**Given request 1**
Lay out the records as a numbered list with blank lines left out, starting at the line that contains "like [261, 186]." and ending at the last line of the records.

**Document excerpt**

*-*-*

I can have empathy for these characters, because I understand their motive, even if I don't agree with it. I don't have to like them, or love them, or agree with them. But if they feel true; if they have a real, human reason behind their actions, I can empathize.

Now.... if a character is presented to me with a motive that does not feel 'true'.... it is usually because of *edit: three reasons.

1) The writer didn't put in the effort to show the human reason behind the character's actions. The writer simply assumed I would care. This happens sometimes when writers uses tricks, like making characters purely good or purely evil.... We MUST care because the bad guy is sooooo bad! This is why I get bored of shows like The Walking Dead after a while. I get it. Zombies. Everyone is fending for themselves. There are a lot of bad people about.... blah blah blah.

2) The writer uses cliche cheap tricks to try to make me care, like child abuse, or death of a mother, or something like that.

*-*-*

**Provided records**
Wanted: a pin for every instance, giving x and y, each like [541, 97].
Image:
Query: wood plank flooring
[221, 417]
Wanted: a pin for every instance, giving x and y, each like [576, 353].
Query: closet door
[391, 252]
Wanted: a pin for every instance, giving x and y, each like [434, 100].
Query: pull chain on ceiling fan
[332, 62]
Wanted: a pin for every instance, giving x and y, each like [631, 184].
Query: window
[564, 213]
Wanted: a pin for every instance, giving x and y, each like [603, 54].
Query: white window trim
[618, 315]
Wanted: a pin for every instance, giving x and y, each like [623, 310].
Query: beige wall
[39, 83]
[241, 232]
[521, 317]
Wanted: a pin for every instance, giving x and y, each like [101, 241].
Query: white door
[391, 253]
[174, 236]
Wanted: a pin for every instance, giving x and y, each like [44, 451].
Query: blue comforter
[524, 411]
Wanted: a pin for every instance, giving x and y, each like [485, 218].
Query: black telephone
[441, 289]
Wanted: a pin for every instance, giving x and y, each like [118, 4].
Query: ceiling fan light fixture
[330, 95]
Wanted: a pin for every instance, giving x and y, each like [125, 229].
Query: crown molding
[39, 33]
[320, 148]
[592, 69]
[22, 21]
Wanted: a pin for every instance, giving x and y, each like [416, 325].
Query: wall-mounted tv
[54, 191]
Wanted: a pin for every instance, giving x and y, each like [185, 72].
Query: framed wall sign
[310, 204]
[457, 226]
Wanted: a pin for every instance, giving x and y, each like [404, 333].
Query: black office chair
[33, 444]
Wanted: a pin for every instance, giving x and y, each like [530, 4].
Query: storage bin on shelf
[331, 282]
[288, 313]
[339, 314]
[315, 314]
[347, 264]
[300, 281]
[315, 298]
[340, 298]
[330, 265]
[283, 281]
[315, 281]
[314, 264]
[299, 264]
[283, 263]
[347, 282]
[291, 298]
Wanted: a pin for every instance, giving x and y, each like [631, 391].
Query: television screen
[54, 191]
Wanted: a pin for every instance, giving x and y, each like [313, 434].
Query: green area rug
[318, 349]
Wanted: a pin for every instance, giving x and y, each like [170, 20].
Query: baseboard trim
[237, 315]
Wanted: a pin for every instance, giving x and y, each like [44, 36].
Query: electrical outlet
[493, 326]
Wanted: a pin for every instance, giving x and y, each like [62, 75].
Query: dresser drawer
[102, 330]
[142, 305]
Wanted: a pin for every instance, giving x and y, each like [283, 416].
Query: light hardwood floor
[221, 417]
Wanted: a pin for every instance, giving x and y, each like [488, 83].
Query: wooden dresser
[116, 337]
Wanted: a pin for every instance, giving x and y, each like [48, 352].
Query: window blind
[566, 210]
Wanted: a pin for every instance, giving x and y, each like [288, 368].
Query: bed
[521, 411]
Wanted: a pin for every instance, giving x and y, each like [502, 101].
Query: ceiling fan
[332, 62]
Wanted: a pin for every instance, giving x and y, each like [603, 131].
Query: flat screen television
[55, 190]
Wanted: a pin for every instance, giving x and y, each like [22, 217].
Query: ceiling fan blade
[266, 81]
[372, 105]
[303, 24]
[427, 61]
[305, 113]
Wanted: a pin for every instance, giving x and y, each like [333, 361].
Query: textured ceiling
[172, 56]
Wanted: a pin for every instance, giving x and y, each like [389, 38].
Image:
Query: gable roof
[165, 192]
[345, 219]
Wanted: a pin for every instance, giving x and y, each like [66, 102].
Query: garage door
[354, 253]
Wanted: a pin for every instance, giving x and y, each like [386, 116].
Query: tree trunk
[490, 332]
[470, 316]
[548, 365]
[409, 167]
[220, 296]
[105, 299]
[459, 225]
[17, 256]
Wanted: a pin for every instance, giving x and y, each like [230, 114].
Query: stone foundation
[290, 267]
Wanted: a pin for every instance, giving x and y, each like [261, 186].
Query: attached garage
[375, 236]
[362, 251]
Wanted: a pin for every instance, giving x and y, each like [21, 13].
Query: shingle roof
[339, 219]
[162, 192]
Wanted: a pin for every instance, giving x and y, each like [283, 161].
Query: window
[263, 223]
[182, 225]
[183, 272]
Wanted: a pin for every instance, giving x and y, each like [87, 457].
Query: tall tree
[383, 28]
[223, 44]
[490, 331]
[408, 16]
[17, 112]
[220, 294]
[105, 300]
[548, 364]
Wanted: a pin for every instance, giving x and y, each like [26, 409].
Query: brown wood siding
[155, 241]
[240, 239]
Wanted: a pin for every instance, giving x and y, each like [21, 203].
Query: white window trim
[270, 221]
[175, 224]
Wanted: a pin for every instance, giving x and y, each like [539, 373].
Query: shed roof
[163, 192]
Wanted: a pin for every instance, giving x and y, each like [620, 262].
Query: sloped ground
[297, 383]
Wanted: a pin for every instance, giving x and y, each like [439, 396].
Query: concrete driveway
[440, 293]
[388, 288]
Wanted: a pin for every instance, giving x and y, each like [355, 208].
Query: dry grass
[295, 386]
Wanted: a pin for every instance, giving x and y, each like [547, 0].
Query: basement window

*-*-*

**Given request 2**
In the passage on character motives, which show does the writer get bored of after a while?

**Answer 1**
1. Wanted: a pin for every instance, giving x and y, each like [261, 186].
2. Query: attached garage
3. [375, 236]
4. [362, 251]
5. Wanted: a pin for every instance, giving x and y, each like [21, 13].
6. Query: shingle roof
7. [339, 219]
8. [162, 192]
9. Wanted: a pin for every instance, giving x and y, each like [283, 161].
10. Query: window
11. [263, 223]
12. [182, 225]
13. [183, 272]
14. Wanted: a pin for every instance, giving x and y, each like [87, 457].
15. Query: tall tree
16. [383, 28]
17. [223, 44]
18. [490, 331]
19. [408, 16]
20. [17, 112]
21. [220, 294]
22. [105, 300]
23. [548, 364]
24. Wanted: a pin for every instance, giving x and y, each like [26, 409].
25. Query: brown wood siding
26. [155, 241]
27. [240, 239]
28. Wanted: a pin for every instance, giving x and y, each like [21, 203].
29. Query: white window trim
30. [270, 221]
31. [175, 224]
32. Wanted: a pin for every instance, giving x and y, each like [539, 373].
33. Query: shed roof
34. [163, 192]
35. Wanted: a pin for every instance, giving x and y, each like [620, 262].
36. Query: sloped ground
37. [297, 383]
38. Wanted: a pin for every instance, giving x and y, each like [439, 396].
39. Query: concrete driveway
40. [440, 293]
41. [388, 288]
42. Wanted: a pin for every instance, giving x and y, each like [355, 208].
43. Query: dry grass
44. [295, 386]
45. Wanted: a pin for every instance, giving x and y, each like [547, 0].
46. Query: basement window

**Answer 2**
The Walking Dead